* Dataset excerpt
--- Begin ---

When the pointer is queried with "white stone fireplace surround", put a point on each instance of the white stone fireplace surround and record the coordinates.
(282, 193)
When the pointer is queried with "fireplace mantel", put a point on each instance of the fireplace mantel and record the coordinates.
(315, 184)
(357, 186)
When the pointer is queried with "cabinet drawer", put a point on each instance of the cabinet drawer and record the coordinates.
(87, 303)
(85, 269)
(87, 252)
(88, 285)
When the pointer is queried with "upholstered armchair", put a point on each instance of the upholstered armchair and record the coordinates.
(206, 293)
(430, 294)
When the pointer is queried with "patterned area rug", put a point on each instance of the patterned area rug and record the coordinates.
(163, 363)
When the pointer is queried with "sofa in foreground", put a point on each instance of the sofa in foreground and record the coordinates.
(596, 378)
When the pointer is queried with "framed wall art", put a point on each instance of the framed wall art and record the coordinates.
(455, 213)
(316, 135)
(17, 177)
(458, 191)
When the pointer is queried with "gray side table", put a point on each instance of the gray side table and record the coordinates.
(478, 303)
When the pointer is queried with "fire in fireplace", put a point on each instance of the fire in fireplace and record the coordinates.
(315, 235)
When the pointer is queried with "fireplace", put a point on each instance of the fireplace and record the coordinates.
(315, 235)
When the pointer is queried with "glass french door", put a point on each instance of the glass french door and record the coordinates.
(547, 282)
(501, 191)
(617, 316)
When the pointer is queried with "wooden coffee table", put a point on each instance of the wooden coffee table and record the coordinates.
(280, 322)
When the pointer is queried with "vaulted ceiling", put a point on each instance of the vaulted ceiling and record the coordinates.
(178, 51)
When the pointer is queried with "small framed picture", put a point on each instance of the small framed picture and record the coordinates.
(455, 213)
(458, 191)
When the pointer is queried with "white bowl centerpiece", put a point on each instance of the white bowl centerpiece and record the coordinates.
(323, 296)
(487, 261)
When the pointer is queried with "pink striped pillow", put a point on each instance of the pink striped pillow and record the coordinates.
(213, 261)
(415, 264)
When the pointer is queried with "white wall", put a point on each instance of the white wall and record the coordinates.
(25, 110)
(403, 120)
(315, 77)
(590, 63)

--- End ---

* Do this
Rewrite these lines as a Markdown table with two columns, Number and Record line, putting a row number in the first and the line in the second, and leave out any blank lines.

* Complete answer
| Number | Record line |
|---|---|
| 1 | When the pointer is queried with "white stone fireplace surround", put a point on each instance of the white stone fireplace surround and record the coordinates. |
| 2 | (282, 193) |
| 3 | When the pointer is queried with "fireplace mantel", put a point on each instance of the fireplace mantel and record the coordinates. |
| 4 | (315, 184) |
| 5 | (357, 186) |
| 6 | When the pointer is queried with "cabinet drawer", put a point on each instance of the cabinet drawer and record the coordinates. |
| 7 | (87, 303) |
| 8 | (85, 269) |
| 9 | (87, 252) |
| 10 | (88, 285) |
| 11 | When the pointer is queried with "upholstered armchair", put a point on each instance of the upholstered armchair and record the coordinates. |
| 12 | (206, 293) |
| 13 | (430, 294) |
| 14 | When the pointer is queried with "patterned area rug", put a point on each instance of the patterned area rug and record the coordinates. |
| 15 | (163, 363) |
| 16 | When the pointer is queried with "sofa in foreground", put a point on each instance of the sofa in foreground and record the coordinates. |
| 17 | (596, 378) |
| 18 | When the pointer is queried with "framed wall art", put a point on each instance of the framed wall art and record the coordinates. |
| 19 | (455, 213) |
| 20 | (316, 135) |
| 21 | (17, 177) |
| 22 | (458, 191) |
| 23 | When the pointer is queried with "gray side table", put a point on each instance of the gray side table and record the coordinates. |
| 24 | (478, 303) |
| 25 | When the pointer is queried with "fire in fireplace", put a point on each instance of the fire in fireplace and record the coordinates. |
| 26 | (315, 235) |
| 27 | When the pointer is queried with "fireplace", put a point on each instance of the fireplace and record the coordinates. |
| 28 | (315, 235) |
| 29 | When the pointer is queried with "glass french door", put a point on each instance of the glass french door and record the coordinates. |
| 30 | (547, 282) |
| 31 | (501, 191) |
| 32 | (617, 316) |
| 33 | When the pointer is queried with "wooden coffee table", put a point on each instance of the wooden coffee table and record the coordinates. |
| 34 | (280, 322) |
| 35 | When the pointer is queried with "vaulted ceiling", put a point on each instance of the vaulted ceiling and record the coordinates. |
| 36 | (178, 51) |
| 37 | When the pointer is queried with "small framed picture", put a point on each instance of the small framed picture and record the coordinates. |
| 38 | (455, 213) |
| 39 | (458, 191) |
| 40 | When the pointer is queried with "white bowl centerpiece", put a point on each instance of the white bowl centerpiece and record the coordinates. |
| 41 | (323, 296) |
| 42 | (487, 261) |
| 43 | When the pointer is queried with "pink striped pillow", put a point on each instance of the pink striped pillow and record the coordinates. |
| 44 | (213, 261) |
| 45 | (415, 264) |
| 46 | When the pointer is queried with "white wall", put a point on each instance of the white wall and record the coordinates. |
| 47 | (25, 110) |
| 48 | (403, 120) |
| 49 | (315, 77) |
| 50 | (590, 63) |